Aufgrund von Traumata, malignen Tumoren, schweren Infektionen, verschiedenen kongenitalen Malformationen oder anderen medizinischen Indikationen werden in Deutschland jährlich ca. 2000 Exstirpationen von Augen durchgeführt [2, 3]. Für die betroffenen Patienten ist der Verlust eines Auges in der Regel ein lebensveränderndes Ereignis und stellt auch eine große psychologische und emotionale Belastungssituation dar [1, 4, 5]. Einer der wichtigsten Punkte nach dem Verlust eines Auges ist sicher der ästhetische Aspekt, denn dieser hat einen signifikanten Einfluss auf die soziale Interaktion und Reintegration in den Alltag und damit auch auf die Lebensqualität [1,2,3,4,5]. Daher erfüllt eine reibungslose und schnelle Versorgung dieser Patienten mit einer maßgefertigten Augenprothese nicht nur eine rein kosmetische Funktion, sondern erleichtert v. a. eine gute soziale Rehabilitation [1, 4, 5].

----------------------------------------

■ Zu erledigende Aufgaben:
1/ Aus welchen Gründen werden laut dem Text über den Augenverlust in Deutschland Augen exstirpiert? Nenne alle.
2/ Gib den Abschnitt aus dem Text über den Augenverlust von "Aufgrund von Traumata, malignen" bis "Rehabilitation [1, 4, 5]." wortgetreu wieder.

----------------------------------------

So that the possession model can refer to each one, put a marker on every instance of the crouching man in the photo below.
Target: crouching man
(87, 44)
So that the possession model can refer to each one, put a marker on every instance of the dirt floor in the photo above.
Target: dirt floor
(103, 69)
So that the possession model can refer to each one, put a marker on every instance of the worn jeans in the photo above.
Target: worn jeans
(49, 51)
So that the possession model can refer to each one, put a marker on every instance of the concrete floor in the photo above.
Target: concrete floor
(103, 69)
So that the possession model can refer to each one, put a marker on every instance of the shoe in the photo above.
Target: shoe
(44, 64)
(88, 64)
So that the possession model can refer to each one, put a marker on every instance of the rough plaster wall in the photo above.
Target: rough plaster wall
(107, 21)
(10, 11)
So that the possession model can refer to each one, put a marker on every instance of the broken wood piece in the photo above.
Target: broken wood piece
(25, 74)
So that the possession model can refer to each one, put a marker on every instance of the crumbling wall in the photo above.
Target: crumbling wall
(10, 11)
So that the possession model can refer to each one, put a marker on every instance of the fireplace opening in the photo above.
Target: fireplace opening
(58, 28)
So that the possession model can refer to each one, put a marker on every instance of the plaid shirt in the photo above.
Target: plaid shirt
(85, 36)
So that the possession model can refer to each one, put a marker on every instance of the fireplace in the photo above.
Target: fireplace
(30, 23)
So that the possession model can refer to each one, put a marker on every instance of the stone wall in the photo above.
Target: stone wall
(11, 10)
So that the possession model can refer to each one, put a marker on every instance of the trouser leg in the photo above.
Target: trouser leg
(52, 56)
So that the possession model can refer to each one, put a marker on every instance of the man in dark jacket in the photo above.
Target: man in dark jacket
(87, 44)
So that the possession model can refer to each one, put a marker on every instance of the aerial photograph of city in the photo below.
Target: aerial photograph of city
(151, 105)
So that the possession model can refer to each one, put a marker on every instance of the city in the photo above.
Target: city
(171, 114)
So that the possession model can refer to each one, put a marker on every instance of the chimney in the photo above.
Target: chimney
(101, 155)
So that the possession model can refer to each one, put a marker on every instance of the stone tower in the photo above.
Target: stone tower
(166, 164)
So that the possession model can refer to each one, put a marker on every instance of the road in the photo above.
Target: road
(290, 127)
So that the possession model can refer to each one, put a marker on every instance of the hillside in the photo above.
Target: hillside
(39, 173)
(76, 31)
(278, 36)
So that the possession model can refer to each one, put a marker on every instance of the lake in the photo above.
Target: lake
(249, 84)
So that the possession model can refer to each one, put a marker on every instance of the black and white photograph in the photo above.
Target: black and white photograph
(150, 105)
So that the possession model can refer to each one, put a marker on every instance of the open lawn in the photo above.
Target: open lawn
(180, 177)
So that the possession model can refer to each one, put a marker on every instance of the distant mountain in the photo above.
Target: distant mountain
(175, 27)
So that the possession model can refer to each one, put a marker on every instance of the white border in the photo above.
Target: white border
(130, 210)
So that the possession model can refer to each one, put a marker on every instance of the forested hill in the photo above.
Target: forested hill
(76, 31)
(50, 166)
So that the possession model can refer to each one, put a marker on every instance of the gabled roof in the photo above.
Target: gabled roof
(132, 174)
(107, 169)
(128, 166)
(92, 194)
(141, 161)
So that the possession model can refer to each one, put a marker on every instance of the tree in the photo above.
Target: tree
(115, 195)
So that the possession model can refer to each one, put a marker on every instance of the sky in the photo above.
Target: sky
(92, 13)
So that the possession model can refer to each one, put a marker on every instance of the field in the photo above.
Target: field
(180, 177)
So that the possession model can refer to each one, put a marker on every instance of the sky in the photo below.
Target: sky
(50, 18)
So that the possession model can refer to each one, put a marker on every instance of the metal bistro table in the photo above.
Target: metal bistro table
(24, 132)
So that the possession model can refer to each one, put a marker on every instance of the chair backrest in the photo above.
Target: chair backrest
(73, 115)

----------------------------------------

■ Antworten:
1/
- Traumata
- maligne Tumoren
- schwere Infektionen
- verschiedene kongenitale Malformationen
- andere medizinische Indikationen

2/
Aufgrund von Traumata, malignen Tumoren, schweren Infektionen, verschiedenen kongenitalen Malformationen oder anderen medizinischen Indikationen werden in Deutschland jährlich ca. 2000 Exstirpationen von Augen durchgeführt [2, 3]. Für die betroffenen Patienten ist der Verlust eines Auges in der Regel ein lebensveränderndes Ereignis und stellt auch eine große psychologische und emotionale Belastungssituation dar [1, 4, 5]. Einer der wichtigsten Punkte nach dem Verlust eines Auges ist sicher der ästhetische Aspekt, denn dieser hat einen signifikanten Einfluss auf die soziale Interaktion und Reintegration in den Alltag und damit auch auf die Lebensqualität [1,2,3,4,5]. Daher erfüllt eine reibungslose und schnelle Versorgung dieser Patienten mit einer maßgefertigten Augenprothese nicht nur eine rein kosmetische Funktion, sondern erleichtert v. a. eine gute soziale Rehabilitation [1, 4, 5].